ASSIGNMENT - Without the pictures, return each record as it appears.

DATA PROVIDED -
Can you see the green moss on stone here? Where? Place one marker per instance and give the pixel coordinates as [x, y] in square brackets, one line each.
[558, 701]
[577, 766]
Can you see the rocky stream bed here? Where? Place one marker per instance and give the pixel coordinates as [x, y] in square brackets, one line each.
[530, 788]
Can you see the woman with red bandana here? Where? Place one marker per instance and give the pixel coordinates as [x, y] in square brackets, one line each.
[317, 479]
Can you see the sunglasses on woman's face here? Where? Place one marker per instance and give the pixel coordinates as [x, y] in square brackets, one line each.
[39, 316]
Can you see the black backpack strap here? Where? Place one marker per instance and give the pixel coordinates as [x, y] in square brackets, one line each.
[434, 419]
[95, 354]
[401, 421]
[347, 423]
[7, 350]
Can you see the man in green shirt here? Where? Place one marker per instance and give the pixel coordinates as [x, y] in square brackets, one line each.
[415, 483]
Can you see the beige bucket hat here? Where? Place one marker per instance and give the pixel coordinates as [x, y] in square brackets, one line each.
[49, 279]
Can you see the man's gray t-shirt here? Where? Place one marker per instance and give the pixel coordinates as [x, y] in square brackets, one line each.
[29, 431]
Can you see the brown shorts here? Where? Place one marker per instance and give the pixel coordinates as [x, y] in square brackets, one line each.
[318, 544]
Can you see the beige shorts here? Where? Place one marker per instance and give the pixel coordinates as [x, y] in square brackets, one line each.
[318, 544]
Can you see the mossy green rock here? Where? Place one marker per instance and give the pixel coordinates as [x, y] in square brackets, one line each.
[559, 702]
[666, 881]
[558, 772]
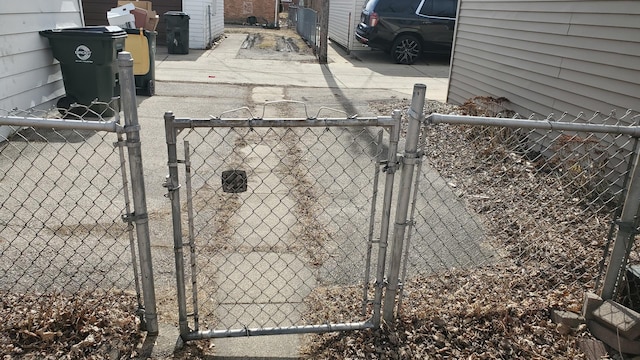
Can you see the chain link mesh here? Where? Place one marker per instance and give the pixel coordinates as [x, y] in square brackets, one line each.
[64, 247]
[262, 256]
[515, 217]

RESULT -
Can you see the green moss on stone here? Where? Place one marker per instance and give the pixel coordinates as [x, y] in square brackets, one line each.
[558, 701]
[577, 766]
Can you see the rocky stream bed here? Where? Place one marker per instance and give the pixel coordinates as [x, y] in square brackets, one line each.
[530, 788]
Can you see the woman with red bandana here? Where? Place one marker per instance and give the pixel coordinates as [x, y] in square brackets, one line each.
[317, 479]
Can you see the sunglasses on woman's face here? Where? Place one marker per instance and give the pixel coordinates as [x, y] in square brackets, one line each.
[39, 316]
Can you see the black backpack strap here? Where? Place one marker per instance and give the pixel coordinates as [x, y] in square brackets, one line each.
[434, 419]
[95, 354]
[401, 421]
[347, 423]
[7, 350]
Can you see the man in green shirt here? Where? Place one marker per instance and give the pixel coordinates as [x, y] in square brackets, one line each.
[415, 483]
Can you see the beige bucket hat here? Where? Place one marker per instance and give the pixel coordinates as [x, y] in square brackets, one line each.
[49, 279]
Can you see the man's gray t-shirt here? Where? Place one marker per instance and give the pixel coordinates as [x, y] in square brackets, one line each.
[29, 431]
Can you see the brown shorts here? Where? Place one marker per instance and give the pixel coordinates as [x, y] in square brackets, one line each.
[318, 544]
Can you see the beige shorts here? Where? Place one marker per instance and give the pixel coordinates as [x, y] in square brackets, one line each.
[318, 544]
Can you see the mossy green rock here? Where? Place one marker per instance and give the pixel coordinates as [x, y] in square brackets, one line each.
[559, 702]
[666, 881]
[558, 772]
Can you see the chain link mesh here? Where? Place one marker per instance and give the pixel coordinates as [x, y] in square brackets, one line each.
[64, 247]
[262, 256]
[515, 217]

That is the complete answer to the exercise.